Data extracted from a collection:
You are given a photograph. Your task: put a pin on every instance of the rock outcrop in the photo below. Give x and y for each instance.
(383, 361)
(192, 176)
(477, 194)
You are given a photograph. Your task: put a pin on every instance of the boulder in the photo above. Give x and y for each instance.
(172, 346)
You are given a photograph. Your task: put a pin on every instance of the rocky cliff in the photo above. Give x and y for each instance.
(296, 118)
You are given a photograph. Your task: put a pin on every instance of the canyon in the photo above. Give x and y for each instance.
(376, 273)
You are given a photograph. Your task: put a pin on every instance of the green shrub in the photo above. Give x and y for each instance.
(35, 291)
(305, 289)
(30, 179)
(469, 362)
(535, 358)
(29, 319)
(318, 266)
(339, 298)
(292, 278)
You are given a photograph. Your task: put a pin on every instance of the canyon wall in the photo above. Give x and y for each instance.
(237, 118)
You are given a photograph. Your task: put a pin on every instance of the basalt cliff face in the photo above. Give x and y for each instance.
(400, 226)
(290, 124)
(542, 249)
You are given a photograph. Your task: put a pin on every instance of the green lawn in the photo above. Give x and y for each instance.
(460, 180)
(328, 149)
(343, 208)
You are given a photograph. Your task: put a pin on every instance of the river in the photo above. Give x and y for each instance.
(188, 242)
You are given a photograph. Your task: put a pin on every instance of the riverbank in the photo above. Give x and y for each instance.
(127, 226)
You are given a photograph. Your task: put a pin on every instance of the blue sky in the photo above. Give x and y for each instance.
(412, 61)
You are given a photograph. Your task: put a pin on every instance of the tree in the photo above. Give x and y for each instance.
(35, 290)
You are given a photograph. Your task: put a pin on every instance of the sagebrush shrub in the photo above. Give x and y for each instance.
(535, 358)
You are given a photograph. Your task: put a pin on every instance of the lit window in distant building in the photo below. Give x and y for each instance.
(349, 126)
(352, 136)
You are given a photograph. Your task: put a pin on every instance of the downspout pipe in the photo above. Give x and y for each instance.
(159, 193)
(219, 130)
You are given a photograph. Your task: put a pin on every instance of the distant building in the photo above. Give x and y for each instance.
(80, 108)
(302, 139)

WHAT IS REQUIRED: Write every record out again, unaltered.

ANSWER TO THIS EXERCISE:
You are given a photograph. Your task: put a pin on every instance of the rock outcrop in the photo below. Give x and y for each instance.
(383, 361)
(192, 176)
(477, 194)
You are given a photograph. Your task: put a pin on every instance of the boulder in the photo above. Give x and y for each instance.
(172, 346)
You are given a photograph. Your task: put a pin on every instance of the rocky cliff in the photo above. Give x and y for each instance.
(296, 118)
You are given a photograph. Your task: put a pin on every instance of the canyon in the photo above. Give x and y for each instance.
(376, 273)
You are given a photograph. Your task: put a pin on every instance of the green shrub in the photo above. Give x and y for each instance.
(35, 291)
(305, 289)
(30, 179)
(469, 362)
(535, 358)
(29, 319)
(318, 266)
(339, 298)
(292, 278)
You are given a photograph. Your task: put a pin on every instance of the canyon wall in the photo above. Give x and y for each instance.
(237, 118)
You are given a photograph. Your task: put a pin on every instance of the basalt cliff face in the photo above. Give x and y for each instance.
(400, 226)
(290, 124)
(542, 249)
You are given a photograph. Your task: put a pin on every instance of the green lawn in the photo above. Give x and y for each instance.
(460, 180)
(328, 149)
(343, 208)
You are given a photograph. Your task: put a pin on every instance of the river in the photo above. Give x and y for each instance.
(188, 242)
You are given a photograph. Your task: put a pin on every instance of the riverbank in the photo above. Give x and y for each instance.
(127, 226)
You are given a photograph. Your task: put a pin on every instance of the blue sky in the photo above. Give x and y for each instance.
(412, 61)
You are given a photograph. Your task: put a pin on every instance of the tree in the photo above. Give x and y for each instance.
(35, 290)
You are given a photograph. Your task: put a pin on every instance of the sagebrush shrub in the photo above. Give x and y for each instance.
(535, 358)
You are given a photograph. Your task: put a pin on every instance of the lit window in distant building in the photo below. Give x and y for each instance.
(349, 126)
(352, 136)
You are given a photograph. Your task: put a pin on every instance of the downspout pipe in the photo above. Give x and y for each instance.
(159, 193)
(219, 130)
You are given a photograph. Your task: put a pin on every instance of the distant building in the photo above. Give x and y for each instance.
(80, 108)
(302, 139)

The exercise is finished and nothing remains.